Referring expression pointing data

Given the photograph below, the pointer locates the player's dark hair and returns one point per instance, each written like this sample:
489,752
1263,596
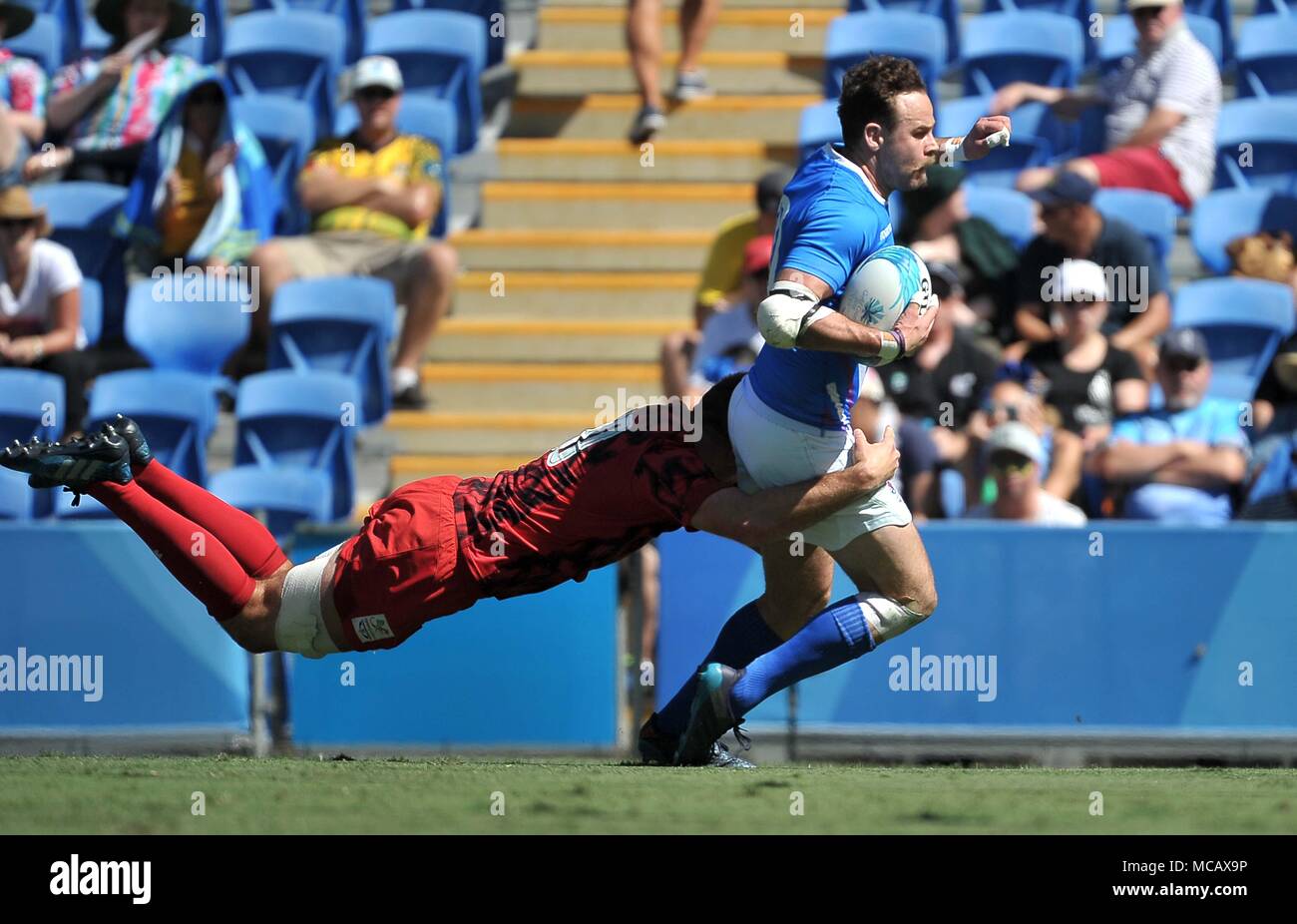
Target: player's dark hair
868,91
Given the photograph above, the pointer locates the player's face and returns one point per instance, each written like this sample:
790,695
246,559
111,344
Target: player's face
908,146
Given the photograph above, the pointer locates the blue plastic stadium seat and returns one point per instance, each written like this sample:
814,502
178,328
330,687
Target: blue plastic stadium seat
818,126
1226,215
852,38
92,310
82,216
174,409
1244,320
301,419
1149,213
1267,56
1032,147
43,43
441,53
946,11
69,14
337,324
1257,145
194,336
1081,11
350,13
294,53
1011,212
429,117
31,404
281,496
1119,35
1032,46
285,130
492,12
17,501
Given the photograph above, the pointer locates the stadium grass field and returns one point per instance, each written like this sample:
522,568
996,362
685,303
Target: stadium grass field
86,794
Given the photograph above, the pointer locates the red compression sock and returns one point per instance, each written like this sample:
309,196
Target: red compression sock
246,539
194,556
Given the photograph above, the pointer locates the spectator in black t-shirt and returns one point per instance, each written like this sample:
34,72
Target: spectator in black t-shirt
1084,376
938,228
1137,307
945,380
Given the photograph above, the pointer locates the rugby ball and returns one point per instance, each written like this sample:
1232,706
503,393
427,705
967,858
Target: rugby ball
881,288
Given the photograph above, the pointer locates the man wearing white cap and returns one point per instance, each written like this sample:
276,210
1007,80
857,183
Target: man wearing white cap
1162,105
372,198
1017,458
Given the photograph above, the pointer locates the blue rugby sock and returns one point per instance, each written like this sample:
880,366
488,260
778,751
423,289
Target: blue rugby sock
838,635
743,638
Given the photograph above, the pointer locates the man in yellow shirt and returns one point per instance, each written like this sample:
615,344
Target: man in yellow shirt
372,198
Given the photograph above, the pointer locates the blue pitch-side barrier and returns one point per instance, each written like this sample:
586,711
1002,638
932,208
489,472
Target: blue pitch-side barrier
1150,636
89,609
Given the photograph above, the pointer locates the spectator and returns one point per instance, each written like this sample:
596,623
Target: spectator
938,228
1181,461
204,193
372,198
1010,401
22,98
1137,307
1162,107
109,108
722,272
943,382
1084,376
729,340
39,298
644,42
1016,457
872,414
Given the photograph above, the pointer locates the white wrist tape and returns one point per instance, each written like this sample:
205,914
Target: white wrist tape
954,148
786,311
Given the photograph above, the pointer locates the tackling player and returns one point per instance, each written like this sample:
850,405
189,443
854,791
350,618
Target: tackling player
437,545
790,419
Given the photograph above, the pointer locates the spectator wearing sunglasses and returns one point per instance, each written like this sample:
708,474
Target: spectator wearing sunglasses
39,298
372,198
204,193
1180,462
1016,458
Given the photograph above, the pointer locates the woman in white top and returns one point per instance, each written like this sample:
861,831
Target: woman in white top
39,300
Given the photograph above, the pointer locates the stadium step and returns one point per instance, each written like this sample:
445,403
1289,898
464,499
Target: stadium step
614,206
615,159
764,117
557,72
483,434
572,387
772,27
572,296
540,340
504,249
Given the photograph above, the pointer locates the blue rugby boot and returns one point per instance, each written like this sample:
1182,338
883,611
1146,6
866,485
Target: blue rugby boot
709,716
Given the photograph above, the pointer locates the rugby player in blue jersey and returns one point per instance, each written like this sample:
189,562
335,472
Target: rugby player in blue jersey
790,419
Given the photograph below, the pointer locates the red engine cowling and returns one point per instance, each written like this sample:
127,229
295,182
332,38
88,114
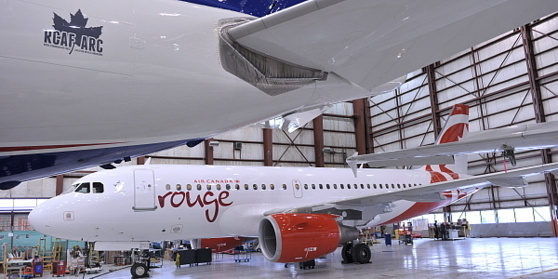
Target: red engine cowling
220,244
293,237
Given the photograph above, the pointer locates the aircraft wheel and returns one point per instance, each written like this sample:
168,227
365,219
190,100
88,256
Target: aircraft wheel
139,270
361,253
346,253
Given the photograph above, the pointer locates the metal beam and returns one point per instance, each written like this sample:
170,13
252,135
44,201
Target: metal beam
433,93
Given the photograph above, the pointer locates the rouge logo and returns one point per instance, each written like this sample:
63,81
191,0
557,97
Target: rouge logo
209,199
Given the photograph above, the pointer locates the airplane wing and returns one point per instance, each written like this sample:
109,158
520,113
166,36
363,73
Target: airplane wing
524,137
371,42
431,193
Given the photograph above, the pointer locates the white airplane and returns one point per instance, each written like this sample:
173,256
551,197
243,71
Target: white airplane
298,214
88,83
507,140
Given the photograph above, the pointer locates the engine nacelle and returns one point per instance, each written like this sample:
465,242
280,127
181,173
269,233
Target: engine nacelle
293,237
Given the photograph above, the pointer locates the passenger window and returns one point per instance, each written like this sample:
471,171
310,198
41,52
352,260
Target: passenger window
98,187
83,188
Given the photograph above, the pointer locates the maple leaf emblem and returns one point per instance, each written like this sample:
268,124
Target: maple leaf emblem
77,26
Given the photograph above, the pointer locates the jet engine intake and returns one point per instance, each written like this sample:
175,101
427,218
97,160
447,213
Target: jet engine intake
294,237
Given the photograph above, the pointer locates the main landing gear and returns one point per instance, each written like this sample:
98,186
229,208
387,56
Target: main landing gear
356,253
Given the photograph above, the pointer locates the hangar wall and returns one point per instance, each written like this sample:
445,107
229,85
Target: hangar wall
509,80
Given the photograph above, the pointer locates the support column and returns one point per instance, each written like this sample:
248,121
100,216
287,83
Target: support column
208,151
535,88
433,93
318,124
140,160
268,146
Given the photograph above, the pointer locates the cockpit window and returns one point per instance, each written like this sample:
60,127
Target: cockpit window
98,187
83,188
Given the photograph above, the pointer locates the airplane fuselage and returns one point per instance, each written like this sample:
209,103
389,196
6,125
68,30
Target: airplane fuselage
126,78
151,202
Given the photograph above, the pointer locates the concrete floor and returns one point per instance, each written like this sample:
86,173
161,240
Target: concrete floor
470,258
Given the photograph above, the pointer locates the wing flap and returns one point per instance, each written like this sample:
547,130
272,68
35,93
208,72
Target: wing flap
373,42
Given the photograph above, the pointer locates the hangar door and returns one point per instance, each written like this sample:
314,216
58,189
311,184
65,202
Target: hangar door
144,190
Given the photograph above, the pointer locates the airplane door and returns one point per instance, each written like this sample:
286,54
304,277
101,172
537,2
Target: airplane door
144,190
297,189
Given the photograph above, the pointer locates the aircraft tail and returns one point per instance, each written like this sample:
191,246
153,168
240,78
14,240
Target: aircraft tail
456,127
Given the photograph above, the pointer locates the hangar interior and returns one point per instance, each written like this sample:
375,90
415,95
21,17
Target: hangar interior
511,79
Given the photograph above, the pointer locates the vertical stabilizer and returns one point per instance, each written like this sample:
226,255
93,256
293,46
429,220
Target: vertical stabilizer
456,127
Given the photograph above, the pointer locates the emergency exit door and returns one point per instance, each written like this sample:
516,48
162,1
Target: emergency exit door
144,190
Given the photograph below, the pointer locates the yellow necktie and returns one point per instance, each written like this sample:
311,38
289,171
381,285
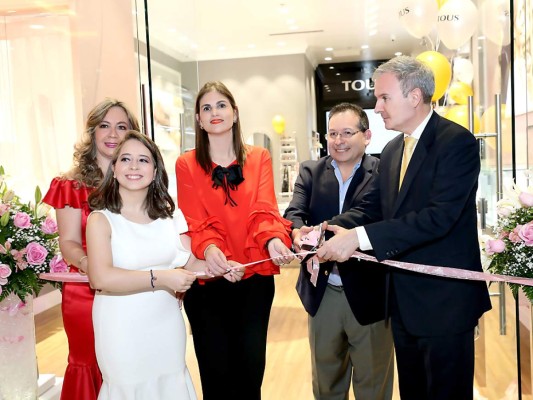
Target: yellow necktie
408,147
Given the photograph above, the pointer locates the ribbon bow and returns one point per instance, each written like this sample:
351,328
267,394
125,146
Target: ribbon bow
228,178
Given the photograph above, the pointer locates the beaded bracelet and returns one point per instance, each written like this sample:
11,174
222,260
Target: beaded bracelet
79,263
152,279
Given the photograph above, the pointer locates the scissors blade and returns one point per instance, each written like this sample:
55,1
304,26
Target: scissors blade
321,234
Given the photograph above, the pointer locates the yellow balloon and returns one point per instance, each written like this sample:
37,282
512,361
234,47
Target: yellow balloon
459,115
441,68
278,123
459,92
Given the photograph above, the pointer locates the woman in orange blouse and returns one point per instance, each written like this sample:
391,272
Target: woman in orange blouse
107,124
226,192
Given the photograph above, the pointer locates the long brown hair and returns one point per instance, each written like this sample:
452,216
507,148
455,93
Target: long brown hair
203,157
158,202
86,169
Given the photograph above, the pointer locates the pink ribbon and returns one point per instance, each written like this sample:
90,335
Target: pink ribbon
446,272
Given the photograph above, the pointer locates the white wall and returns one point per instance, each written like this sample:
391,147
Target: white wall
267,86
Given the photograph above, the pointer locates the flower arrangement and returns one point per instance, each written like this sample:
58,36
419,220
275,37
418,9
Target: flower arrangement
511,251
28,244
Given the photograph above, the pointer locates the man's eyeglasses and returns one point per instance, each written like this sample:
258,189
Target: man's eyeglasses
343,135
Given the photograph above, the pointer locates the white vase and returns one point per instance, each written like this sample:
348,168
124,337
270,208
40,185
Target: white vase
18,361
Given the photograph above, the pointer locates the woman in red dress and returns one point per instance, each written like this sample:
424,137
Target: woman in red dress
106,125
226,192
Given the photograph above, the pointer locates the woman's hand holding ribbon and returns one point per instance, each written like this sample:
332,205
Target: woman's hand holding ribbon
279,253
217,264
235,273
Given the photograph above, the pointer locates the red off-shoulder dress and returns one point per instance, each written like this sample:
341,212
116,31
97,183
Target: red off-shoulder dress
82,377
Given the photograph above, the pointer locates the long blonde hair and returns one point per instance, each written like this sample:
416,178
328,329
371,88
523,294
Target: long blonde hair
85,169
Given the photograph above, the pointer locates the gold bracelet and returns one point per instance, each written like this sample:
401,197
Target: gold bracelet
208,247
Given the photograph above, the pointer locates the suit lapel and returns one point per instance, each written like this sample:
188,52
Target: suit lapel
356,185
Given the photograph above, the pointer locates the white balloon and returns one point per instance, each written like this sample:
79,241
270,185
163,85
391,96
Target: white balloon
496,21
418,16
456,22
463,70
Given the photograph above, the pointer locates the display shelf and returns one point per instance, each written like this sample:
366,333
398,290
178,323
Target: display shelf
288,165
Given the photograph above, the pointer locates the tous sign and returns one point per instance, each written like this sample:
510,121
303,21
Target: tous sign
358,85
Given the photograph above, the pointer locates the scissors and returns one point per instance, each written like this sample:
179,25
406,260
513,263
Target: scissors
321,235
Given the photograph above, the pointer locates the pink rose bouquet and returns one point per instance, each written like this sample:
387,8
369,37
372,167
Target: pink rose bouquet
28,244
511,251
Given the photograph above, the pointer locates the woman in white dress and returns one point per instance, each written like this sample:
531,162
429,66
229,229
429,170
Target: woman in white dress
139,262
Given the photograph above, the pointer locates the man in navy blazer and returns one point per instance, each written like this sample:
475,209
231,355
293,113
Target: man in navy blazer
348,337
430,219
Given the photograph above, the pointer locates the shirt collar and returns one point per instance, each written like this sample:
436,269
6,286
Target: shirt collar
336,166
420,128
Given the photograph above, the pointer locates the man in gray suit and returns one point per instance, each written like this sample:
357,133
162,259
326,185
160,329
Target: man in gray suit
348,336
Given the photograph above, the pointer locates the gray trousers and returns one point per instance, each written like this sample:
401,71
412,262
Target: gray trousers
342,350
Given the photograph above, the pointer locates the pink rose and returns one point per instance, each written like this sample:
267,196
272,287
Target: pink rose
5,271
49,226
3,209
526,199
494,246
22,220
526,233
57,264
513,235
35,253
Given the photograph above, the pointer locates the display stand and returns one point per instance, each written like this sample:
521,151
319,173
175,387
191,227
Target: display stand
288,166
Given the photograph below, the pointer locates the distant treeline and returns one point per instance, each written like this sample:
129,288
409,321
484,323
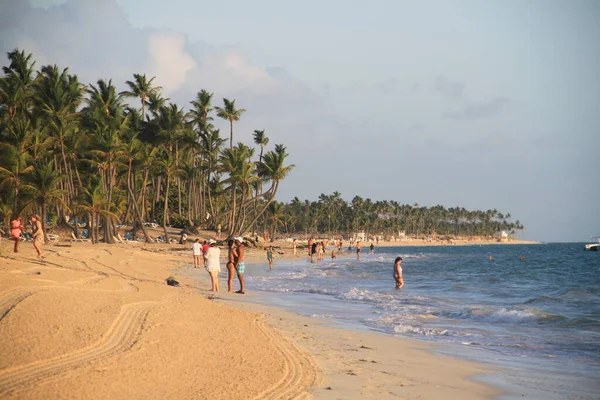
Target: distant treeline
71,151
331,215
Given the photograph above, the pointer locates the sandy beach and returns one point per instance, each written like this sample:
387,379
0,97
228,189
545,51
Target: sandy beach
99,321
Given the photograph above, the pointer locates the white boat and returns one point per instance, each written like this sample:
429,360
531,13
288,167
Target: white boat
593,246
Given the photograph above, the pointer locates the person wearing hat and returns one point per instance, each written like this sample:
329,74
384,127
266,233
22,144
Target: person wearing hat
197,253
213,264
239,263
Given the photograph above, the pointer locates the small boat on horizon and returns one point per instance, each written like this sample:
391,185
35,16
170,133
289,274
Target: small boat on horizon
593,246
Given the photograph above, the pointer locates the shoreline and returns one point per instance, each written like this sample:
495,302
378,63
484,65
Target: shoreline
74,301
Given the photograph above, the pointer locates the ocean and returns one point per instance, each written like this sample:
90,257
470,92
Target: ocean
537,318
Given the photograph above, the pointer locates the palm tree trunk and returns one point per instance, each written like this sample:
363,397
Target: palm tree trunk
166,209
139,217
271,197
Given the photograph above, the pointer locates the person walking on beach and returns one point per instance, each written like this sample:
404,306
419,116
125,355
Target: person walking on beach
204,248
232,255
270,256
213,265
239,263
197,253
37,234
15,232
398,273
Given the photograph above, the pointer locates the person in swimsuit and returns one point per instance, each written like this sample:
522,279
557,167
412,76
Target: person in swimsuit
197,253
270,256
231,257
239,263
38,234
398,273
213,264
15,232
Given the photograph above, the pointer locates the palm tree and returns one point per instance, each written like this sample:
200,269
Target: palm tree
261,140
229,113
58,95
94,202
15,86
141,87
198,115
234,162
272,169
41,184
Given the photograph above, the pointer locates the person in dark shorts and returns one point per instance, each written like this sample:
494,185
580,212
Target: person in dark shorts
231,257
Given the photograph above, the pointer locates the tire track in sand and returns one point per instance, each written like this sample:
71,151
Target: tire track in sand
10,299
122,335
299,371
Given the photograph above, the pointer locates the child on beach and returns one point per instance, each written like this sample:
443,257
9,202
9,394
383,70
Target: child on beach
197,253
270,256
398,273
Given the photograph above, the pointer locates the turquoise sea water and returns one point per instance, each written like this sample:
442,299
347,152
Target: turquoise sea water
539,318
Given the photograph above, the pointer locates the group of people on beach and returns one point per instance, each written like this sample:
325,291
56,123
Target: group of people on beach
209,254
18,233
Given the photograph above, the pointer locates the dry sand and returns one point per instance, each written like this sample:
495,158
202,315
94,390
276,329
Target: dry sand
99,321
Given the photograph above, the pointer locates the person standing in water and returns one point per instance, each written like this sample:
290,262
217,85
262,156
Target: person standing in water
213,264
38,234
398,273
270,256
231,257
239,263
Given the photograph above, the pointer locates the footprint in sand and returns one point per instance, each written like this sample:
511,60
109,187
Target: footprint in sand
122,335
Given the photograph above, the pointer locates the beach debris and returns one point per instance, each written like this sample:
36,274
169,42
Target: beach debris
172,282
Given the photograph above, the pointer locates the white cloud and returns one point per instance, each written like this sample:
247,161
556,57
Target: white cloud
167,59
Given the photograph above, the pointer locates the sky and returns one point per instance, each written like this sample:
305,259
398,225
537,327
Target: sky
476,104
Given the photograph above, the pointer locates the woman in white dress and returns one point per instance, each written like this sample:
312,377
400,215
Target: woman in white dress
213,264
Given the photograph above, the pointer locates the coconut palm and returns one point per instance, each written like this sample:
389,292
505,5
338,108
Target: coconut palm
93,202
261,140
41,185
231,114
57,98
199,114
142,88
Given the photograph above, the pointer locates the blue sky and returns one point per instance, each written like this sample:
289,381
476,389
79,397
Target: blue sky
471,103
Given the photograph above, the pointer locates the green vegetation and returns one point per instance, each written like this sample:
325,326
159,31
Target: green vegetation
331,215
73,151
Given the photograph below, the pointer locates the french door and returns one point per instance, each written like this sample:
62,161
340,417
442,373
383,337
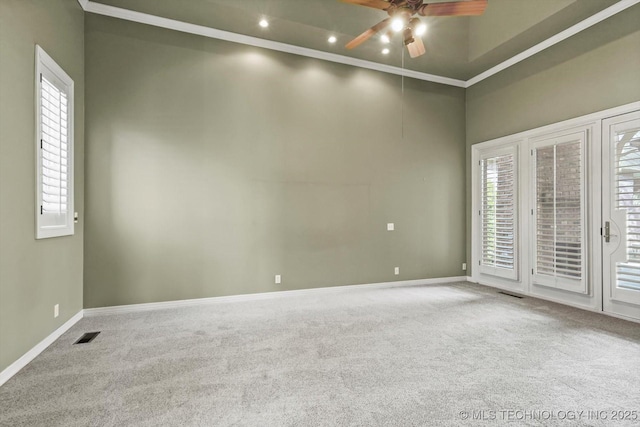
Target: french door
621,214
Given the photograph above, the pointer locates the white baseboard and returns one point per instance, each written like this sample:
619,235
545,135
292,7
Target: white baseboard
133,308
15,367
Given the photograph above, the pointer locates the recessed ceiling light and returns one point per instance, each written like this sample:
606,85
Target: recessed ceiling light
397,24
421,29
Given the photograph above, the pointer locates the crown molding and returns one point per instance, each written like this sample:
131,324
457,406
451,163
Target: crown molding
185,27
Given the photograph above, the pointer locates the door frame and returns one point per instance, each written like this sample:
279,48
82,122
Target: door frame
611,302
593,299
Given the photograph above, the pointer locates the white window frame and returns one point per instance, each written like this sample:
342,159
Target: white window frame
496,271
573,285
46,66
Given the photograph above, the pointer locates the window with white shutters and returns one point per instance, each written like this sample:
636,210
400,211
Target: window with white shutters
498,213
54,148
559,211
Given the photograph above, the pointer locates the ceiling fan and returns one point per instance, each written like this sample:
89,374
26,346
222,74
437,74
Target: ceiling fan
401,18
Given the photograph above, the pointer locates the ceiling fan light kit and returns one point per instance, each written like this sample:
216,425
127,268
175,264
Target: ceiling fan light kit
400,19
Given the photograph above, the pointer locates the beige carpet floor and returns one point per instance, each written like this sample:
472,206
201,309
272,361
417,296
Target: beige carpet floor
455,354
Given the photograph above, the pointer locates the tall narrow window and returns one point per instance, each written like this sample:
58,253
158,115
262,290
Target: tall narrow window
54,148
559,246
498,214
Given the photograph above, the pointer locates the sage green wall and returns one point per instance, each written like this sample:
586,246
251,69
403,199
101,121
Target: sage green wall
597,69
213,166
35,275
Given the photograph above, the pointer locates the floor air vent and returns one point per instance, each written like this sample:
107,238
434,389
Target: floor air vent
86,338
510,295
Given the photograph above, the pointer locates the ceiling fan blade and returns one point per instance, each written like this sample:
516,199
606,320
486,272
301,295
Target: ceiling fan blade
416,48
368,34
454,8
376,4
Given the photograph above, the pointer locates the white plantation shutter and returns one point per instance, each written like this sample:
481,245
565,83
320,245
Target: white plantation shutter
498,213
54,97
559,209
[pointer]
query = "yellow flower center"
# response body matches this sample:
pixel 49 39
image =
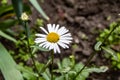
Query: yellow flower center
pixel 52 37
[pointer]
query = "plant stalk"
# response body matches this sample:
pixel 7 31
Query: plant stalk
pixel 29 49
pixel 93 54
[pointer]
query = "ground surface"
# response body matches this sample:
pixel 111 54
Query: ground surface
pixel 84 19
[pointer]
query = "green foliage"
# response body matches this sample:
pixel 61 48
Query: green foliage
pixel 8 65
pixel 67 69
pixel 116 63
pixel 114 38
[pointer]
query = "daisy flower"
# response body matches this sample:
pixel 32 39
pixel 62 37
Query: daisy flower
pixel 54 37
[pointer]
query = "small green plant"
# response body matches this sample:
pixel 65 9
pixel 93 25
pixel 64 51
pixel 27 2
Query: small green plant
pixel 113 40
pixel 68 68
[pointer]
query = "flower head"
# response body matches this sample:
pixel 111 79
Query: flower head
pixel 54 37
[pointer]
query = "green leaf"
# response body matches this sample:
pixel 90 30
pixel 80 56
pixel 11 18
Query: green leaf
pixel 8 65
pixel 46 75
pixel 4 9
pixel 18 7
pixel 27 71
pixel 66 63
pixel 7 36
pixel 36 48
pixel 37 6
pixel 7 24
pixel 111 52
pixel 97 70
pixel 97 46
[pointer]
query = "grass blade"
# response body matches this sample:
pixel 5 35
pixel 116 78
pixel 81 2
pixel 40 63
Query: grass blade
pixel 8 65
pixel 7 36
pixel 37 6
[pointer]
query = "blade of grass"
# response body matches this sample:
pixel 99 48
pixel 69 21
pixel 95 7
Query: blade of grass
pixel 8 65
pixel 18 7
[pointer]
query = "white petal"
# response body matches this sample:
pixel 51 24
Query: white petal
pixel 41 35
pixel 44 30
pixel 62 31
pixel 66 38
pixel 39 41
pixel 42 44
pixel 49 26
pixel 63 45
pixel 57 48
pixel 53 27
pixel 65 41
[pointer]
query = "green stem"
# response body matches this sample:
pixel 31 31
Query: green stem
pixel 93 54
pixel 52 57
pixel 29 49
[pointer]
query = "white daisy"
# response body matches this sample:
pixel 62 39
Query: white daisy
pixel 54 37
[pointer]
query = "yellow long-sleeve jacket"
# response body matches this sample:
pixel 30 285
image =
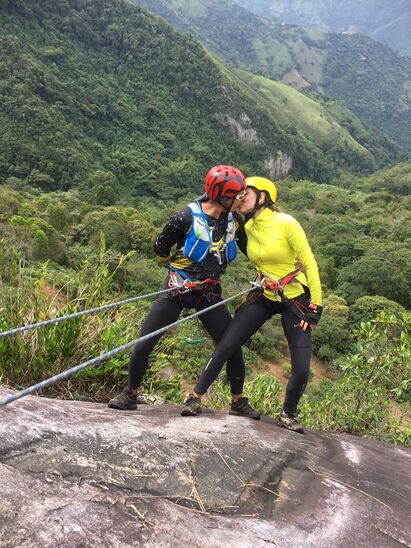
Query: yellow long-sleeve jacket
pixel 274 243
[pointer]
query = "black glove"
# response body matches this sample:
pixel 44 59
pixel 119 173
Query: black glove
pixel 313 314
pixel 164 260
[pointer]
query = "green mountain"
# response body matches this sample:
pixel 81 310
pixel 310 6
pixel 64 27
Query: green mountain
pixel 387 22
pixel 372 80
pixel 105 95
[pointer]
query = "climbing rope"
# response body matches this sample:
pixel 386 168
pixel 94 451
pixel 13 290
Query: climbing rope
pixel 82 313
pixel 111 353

=== WORK ORDER ===
Start with the line above that contains "Query: grass blade" and end with the line that contains "pixel 51 24". Write out those lines exactly, and only those.

=== TASK RESULT ===
Query: grass blade
pixel 8 65
pixel 7 36
pixel 37 6
[pointer]
query = "blade of grass"
# response body matches this sample:
pixel 99 48
pixel 69 21
pixel 95 7
Query: blade of grass
pixel 8 65
pixel 18 7
[pointer]
query = "white petal"
# response body matches this sample:
pixel 51 24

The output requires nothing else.